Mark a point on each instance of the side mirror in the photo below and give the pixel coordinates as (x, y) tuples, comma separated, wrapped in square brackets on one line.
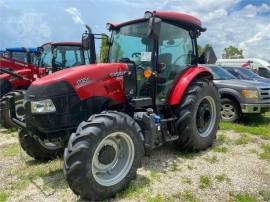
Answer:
[(87, 38), (54, 53), (208, 56)]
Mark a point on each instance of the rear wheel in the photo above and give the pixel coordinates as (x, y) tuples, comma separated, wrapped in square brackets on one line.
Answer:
[(36, 150), (103, 155), (5, 118), (230, 110), (199, 115)]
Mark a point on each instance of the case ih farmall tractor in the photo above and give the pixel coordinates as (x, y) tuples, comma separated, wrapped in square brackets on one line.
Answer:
[(53, 57), (152, 91)]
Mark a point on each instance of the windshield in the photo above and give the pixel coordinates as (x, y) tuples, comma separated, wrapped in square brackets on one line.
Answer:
[(130, 43), (21, 56), (61, 57), (221, 74)]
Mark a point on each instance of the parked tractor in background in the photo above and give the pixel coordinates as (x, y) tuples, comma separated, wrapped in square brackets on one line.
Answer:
[(52, 57), (152, 91)]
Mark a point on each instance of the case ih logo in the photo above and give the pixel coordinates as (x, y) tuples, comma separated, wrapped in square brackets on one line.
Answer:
[(117, 74), (82, 82)]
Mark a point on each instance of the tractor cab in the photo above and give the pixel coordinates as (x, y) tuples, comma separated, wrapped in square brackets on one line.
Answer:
[(157, 49), (61, 55)]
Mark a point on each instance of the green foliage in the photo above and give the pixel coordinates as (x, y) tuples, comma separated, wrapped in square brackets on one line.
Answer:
[(3, 196), (104, 48), (232, 52)]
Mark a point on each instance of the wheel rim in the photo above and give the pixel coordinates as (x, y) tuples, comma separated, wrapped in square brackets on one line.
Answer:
[(113, 159), (227, 111), (206, 116)]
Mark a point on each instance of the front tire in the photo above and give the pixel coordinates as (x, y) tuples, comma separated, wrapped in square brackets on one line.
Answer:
[(35, 149), (199, 115), (5, 119), (103, 155)]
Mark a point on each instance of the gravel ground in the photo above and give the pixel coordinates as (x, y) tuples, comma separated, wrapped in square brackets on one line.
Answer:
[(228, 168)]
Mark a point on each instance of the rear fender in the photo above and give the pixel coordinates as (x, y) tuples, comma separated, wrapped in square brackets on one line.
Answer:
[(184, 80)]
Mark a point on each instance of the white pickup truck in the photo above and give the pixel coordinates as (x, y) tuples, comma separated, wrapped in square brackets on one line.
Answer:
[(259, 66)]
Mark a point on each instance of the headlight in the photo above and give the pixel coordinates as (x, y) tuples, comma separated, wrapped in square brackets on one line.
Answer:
[(252, 94), (42, 106)]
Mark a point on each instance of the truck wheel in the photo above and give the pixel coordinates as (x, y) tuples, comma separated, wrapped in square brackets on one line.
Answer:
[(35, 149), (199, 115), (5, 120), (229, 110), (103, 155)]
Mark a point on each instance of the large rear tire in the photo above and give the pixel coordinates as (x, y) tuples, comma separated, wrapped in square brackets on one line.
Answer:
[(199, 115), (35, 149), (5, 119), (103, 155)]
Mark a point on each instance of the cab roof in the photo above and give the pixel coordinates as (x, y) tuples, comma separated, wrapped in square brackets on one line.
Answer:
[(177, 17), (21, 49), (63, 43)]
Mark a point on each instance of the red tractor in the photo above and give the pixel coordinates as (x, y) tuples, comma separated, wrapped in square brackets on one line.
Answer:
[(14, 81), (152, 91)]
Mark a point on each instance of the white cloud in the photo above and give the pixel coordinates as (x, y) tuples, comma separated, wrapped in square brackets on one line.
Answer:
[(76, 15), (22, 29), (247, 28)]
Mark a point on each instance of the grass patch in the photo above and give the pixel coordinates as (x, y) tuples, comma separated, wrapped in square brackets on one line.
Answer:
[(257, 126), (266, 152), (244, 198), (212, 159), (157, 198), (244, 139), (135, 188), (186, 196), (186, 180), (11, 150), (220, 149), (154, 175), (265, 195), (3, 196), (222, 178), (205, 182)]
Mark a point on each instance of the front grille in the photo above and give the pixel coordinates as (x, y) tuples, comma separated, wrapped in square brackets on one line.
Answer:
[(264, 93)]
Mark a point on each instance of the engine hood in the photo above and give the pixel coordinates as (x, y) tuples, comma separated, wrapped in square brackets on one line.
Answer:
[(86, 81), (74, 74)]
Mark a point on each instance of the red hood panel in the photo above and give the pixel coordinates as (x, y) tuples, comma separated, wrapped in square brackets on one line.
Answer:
[(90, 80)]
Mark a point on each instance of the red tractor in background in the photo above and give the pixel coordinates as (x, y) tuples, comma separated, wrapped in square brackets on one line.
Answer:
[(152, 91), (53, 56)]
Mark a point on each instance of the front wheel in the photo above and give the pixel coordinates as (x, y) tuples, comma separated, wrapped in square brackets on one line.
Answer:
[(103, 155), (35, 149), (199, 115), (5, 118)]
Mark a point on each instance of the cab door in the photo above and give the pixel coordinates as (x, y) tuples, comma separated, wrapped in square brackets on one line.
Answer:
[(175, 53)]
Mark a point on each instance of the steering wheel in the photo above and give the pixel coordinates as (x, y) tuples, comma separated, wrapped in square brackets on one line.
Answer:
[(179, 57)]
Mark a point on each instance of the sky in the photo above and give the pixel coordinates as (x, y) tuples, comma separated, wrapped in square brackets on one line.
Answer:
[(241, 23)]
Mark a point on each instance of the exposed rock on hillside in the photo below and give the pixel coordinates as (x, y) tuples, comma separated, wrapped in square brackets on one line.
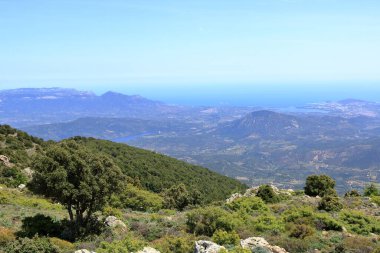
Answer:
[(207, 247), (148, 250), (259, 242)]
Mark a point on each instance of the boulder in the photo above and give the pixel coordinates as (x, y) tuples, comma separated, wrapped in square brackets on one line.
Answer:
[(113, 222), (259, 242), (207, 247), (148, 250)]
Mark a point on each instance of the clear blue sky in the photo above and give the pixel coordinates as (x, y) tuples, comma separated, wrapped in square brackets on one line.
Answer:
[(127, 44)]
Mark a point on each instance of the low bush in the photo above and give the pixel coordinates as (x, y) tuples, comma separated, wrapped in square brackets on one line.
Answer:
[(248, 205), (40, 225), (226, 238), (330, 203), (184, 244), (139, 200), (129, 244), (62, 244), (267, 194), (371, 190), (34, 245), (6, 236), (352, 193), (360, 223), (301, 231), (205, 221)]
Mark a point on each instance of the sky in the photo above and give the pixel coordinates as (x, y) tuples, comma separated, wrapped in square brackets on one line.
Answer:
[(173, 50)]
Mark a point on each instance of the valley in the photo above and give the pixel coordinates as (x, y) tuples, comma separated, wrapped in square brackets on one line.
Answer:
[(252, 144)]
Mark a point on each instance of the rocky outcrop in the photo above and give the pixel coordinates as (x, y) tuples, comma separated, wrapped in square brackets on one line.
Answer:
[(148, 250), (251, 192), (113, 222), (259, 242), (207, 247)]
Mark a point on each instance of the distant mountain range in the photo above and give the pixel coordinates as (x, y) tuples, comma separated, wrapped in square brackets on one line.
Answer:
[(23, 107), (255, 145)]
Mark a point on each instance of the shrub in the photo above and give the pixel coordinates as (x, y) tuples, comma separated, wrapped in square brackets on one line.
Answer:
[(301, 231), (6, 236), (140, 200), (178, 197), (352, 193), (371, 190), (317, 185), (325, 222), (226, 238), (266, 193), (62, 244), (376, 200), (205, 221), (129, 244), (330, 203), (40, 225), (267, 222), (360, 223), (112, 211), (34, 245), (176, 244), (248, 205)]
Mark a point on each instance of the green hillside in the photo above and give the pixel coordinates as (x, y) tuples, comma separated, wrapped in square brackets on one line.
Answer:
[(154, 172), (157, 172)]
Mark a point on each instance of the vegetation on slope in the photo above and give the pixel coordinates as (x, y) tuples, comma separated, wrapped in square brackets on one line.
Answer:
[(157, 172)]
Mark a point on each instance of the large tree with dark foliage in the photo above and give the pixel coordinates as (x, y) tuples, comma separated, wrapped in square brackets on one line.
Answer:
[(69, 174)]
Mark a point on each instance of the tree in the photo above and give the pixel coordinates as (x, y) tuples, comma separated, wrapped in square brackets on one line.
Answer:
[(330, 203), (371, 190), (267, 194), (319, 185), (72, 176), (178, 197)]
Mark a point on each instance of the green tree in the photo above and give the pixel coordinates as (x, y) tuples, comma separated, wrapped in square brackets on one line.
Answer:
[(371, 190), (267, 194), (82, 182), (330, 203), (178, 197), (319, 185)]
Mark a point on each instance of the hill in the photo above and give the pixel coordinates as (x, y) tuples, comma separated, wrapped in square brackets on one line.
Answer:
[(25, 107), (154, 171)]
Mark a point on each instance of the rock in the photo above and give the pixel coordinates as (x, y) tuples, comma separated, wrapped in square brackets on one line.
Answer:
[(207, 247), (28, 172), (148, 250), (251, 242), (84, 251), (113, 222), (259, 242), (5, 160)]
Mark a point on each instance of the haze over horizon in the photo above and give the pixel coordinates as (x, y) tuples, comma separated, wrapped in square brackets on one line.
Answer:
[(262, 52)]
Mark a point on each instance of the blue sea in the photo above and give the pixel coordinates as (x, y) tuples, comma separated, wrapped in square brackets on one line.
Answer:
[(265, 95)]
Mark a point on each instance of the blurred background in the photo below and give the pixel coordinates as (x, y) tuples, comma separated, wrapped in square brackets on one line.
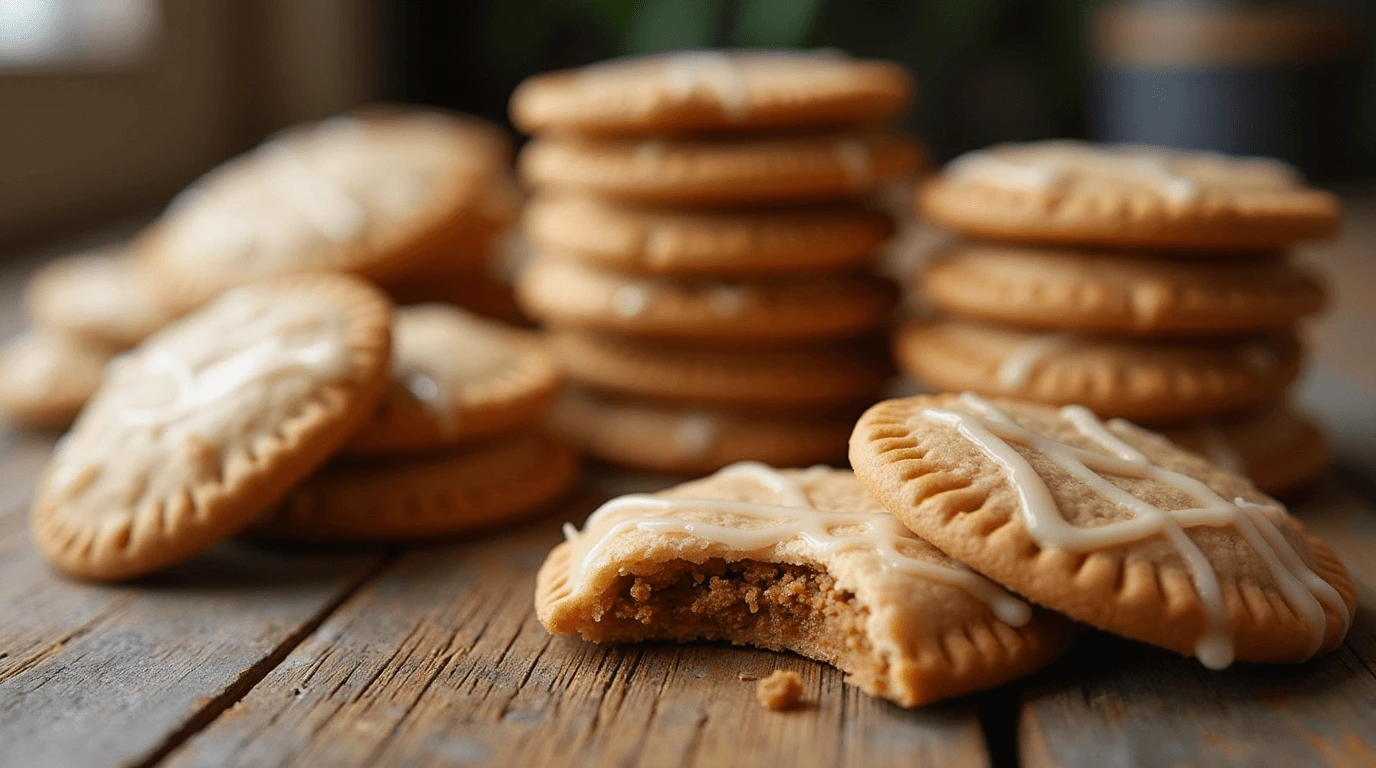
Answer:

• TASK PROMPT:
Beginning with the first line of the material above, please output each line exactly through the line that contains "Mark a point on each instance of the case ih logo", and only those, leaving out pictures.

• TASK ANSWER:
Mark a point on each instance of the side mirror in the photo below and give the pixel coordinates as (x, y) tuples, comma separated, wrapped in square brackets on one line.
Answer:
[(87, 38), (54, 53), (208, 56)]
Mark a point on each instance of the rear wheel in the photo above and give the pixel coordinates as (x, y) tuples, comma separated, wrapped in square brackets on one line.
Answer:
[(36, 150), (103, 155), (5, 118), (230, 110), (199, 115)]
Mark a point on each instance of the case ih farmall tractor in the photo above and give the pixel coordinates as (x, y) tuples, comma separated, wrapped in square brackets on one line.
Answer:
[(53, 57), (152, 91)]
Mark a point on each instance of the windshield in the photo above and give the pixel coordinates as (x, y) tuples, comma separated, wrapped in square brackets on one line.
Answer:
[(130, 43), (21, 56), (61, 57), (221, 74)]
Mark a point on each instance of the parked tractor in background in the photo above and give the pixel coordinates as (x, y) tuples, comma separated, wrapped in square brackets on one line.
Answer:
[(52, 57), (152, 91)]
Mark a point on each instance of the case ih logo in the photo above and give the pixel coordinates as (x, y) tuples, comma separated, wrapped in square brackets on one line.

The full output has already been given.